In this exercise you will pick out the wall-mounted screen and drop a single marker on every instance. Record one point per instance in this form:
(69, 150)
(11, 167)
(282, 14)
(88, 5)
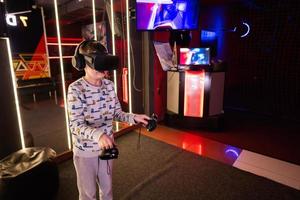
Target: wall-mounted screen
(194, 56)
(167, 14)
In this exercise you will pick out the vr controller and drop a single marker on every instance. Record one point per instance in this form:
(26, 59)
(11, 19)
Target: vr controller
(108, 154)
(113, 153)
(152, 123)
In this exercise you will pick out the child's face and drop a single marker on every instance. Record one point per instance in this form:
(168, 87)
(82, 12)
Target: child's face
(94, 74)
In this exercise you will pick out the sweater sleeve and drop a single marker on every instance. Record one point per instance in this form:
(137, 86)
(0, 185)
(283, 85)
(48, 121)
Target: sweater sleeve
(120, 115)
(77, 121)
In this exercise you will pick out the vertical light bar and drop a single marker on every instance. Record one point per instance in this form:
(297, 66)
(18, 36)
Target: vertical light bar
(62, 72)
(94, 20)
(13, 78)
(194, 93)
(46, 42)
(128, 52)
(113, 40)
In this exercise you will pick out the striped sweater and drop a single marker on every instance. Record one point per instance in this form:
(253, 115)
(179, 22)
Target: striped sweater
(92, 110)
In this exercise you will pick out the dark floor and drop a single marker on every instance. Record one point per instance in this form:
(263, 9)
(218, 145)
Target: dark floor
(261, 134)
(160, 171)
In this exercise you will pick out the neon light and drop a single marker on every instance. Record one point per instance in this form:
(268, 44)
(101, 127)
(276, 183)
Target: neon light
(94, 20)
(125, 84)
(113, 41)
(45, 38)
(248, 29)
(11, 20)
(128, 51)
(194, 93)
(54, 39)
(62, 72)
(21, 12)
(63, 44)
(58, 57)
(13, 78)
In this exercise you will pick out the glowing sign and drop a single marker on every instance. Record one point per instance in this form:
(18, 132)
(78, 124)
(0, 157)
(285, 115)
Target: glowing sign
(11, 20)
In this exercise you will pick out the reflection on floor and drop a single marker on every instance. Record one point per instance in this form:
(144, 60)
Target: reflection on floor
(280, 171)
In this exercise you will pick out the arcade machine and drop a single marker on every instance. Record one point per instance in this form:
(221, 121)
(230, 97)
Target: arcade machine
(195, 91)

#### Exercise
Copy the listing over exactly, skipping the pictures it holds.

#### Answer for this exercise
In this exercise you will pick out the wall-mounted screen and drop a single marker on every instance. Record one point per instance in this form:
(69, 150)
(11, 167)
(282, 14)
(88, 5)
Target: wall-mounted screen
(194, 56)
(167, 14)
In this exercise you will pick out the vr controller and drop a single marker on every instance. Record one point per instance in this form:
(26, 59)
(11, 19)
Target: vr controller
(108, 154)
(113, 153)
(152, 123)
In this exercise you will pick out the child's face and drop a single marker on every instance. Record one point per instance in this form:
(168, 87)
(82, 12)
Target: child's face
(94, 74)
In this exercise you will pick out the sweater sleeve and drop a single marker on every instance. Record one point per instance in this form:
(137, 86)
(0, 185)
(283, 85)
(48, 121)
Target: sweater sleeve
(120, 115)
(77, 121)
In this exercise you will pick out the vertical light bar and drop a single marker on every instance. Record one point per instance in this form:
(297, 66)
(18, 36)
Target: vertical light bar
(62, 72)
(94, 20)
(13, 78)
(194, 93)
(46, 42)
(128, 52)
(113, 40)
In this exercise you will pick out the striped sweater and drop a single marker on every instance. Record one point per instance in this form:
(253, 115)
(179, 22)
Target: striped sweater
(92, 110)
In this exercise you will pick out the dark floor and drop a single marker on every instance. Record one point per instance in this form:
(263, 9)
(218, 145)
Target: dark floor
(261, 134)
(160, 171)
In this exercise you will pick out the neon light and drop a single marker on every instance. Record one point per instance in this form:
(268, 44)
(101, 127)
(276, 183)
Target: neon light
(94, 20)
(125, 84)
(113, 41)
(45, 38)
(248, 29)
(11, 20)
(128, 51)
(194, 93)
(54, 39)
(62, 72)
(21, 12)
(63, 44)
(58, 57)
(13, 78)
In this exercise you will pick out the glowing sign and drop a single marker on every instance. Record one point per instance in this form:
(18, 132)
(78, 124)
(0, 157)
(285, 115)
Target: glowing sign
(11, 20)
In this exercise you will pick out the reflection on floor and drop a single marker on every instance. Record one point per instance in this form:
(144, 60)
Target: reflection on floor
(280, 171)
In this exercise you will pick out the arcade machine and drop a single marker on every instance. Record one point per instance in this form:
(221, 121)
(230, 97)
Target: arcade machine
(195, 91)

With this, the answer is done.